+++ SUPPLIED RECORDS +++

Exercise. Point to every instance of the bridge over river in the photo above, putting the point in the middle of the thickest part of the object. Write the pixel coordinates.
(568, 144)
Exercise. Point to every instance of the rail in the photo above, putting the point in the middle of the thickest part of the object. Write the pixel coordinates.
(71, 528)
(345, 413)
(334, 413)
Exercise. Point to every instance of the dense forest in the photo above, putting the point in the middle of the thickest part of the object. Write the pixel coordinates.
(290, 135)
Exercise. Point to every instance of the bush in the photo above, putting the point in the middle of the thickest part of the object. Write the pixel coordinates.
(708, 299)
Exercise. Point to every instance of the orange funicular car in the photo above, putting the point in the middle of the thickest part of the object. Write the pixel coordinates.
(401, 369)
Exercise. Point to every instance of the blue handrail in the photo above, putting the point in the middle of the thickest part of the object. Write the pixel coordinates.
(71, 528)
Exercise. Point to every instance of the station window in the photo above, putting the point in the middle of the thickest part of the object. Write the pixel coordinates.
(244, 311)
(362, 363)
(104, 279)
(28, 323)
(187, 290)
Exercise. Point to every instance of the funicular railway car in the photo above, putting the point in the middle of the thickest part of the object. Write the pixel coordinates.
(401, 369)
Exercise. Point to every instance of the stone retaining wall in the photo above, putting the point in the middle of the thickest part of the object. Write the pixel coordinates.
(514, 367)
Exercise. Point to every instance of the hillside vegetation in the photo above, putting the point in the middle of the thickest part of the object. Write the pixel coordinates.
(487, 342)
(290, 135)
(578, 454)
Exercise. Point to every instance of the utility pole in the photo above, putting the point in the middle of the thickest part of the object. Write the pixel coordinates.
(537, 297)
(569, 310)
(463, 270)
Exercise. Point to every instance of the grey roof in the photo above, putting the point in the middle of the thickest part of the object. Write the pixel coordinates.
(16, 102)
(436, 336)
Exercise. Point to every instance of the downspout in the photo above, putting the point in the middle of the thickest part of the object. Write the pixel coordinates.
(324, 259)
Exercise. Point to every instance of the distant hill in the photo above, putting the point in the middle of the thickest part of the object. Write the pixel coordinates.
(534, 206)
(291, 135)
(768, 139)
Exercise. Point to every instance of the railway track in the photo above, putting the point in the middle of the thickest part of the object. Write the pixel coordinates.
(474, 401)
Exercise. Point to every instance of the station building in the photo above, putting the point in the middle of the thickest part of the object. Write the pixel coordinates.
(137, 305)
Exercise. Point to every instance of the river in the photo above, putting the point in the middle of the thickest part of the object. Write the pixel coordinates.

+++

THE PROBLEM: Return each line above exactly.

THE ANSWER:
Exercise. Point to every instance of the bridge over river in the photo above, putting the point in the middle of the thickest part of the object. Write the pixel coordinates.
(568, 144)
Exercise. Point to every instance of the rail in the photo above, putting the point in the middle of the thickest part of the object. Write the pixel coordinates.
(71, 528)
(345, 413)
(334, 413)
Exercise. Point to every instance of the dense forest in the photo above, putting the point in the middle of the thickest part of the object. Write the pixel coordinates.
(290, 135)
Exercise. Point to every instance of the bush in the photo above, putting the point in the middle of the thickest part of the object. Write the pixel coordinates.
(708, 299)
Exercise. Point to every instance of the orange funicular car in the photo above, putting the point in the middle of the thickest part of the object. Write the pixel coordinates.
(401, 369)
Exercise. Point to every instance of the blue handrail in the photo above, putting the point in the middle of the thickest part of the object. Write the pixel coordinates.
(71, 528)
Exercise. Point to every instance of the station window in the photo above, putting the point in the middle of the thickest part of the object. Write the pixel coordinates.
(244, 311)
(362, 363)
(104, 279)
(28, 323)
(187, 290)
Exercise. Point to every instance of the funicular railway car in the photo above, putting the point in the middle of the thickest part of the object. Write the pixel coordinates.
(401, 369)
Exercise. Point to every instance of the stone retaining wall in the photo above, putting the point in the middle of the thickest part of the object. Write the pixel coordinates.
(514, 367)
Exercise. Point to every instance of the hillside vegetation in the photo above, putting the point in the middle of the thickest part of the object. Write the pixel coordinates.
(487, 342)
(290, 135)
(578, 454)
Exercise. Point to every instance of the utility pole in the photo above, putting the point in the middle of the thickest part of the object. Write the pixel coordinates.
(537, 297)
(569, 310)
(463, 270)
Exercise. Point to every instance of the grey roof in the photo above, putting the point in the middle of the thickest part of the object. Write the pixel coordinates.
(16, 102)
(436, 336)
Exercise. Point to every instance of the downspout in the photo above, putting the point in the middle of the thickest part of the object. Write the pixel coordinates.
(324, 259)
Exercise. Point to every instance of the distant hill in the photo above, putting the point in the middle of the thickest part of the object. Write the pixel coordinates.
(534, 206)
(291, 135)
(768, 139)
Exercise. Point to every instance of the railway track in the photo above, putting the point in the middle of the thickest part of the object. Write the pixel coordinates.
(474, 401)
Exercise. Point to every instance of the station building in the photo above, putting the point in the middle of the thickest part of the object. Write the pixel coordinates.
(137, 305)
Exercise. Point to every instance of the river in the photo above, putting the point in the middle of the thickest part of the object. Write the pixel coordinates.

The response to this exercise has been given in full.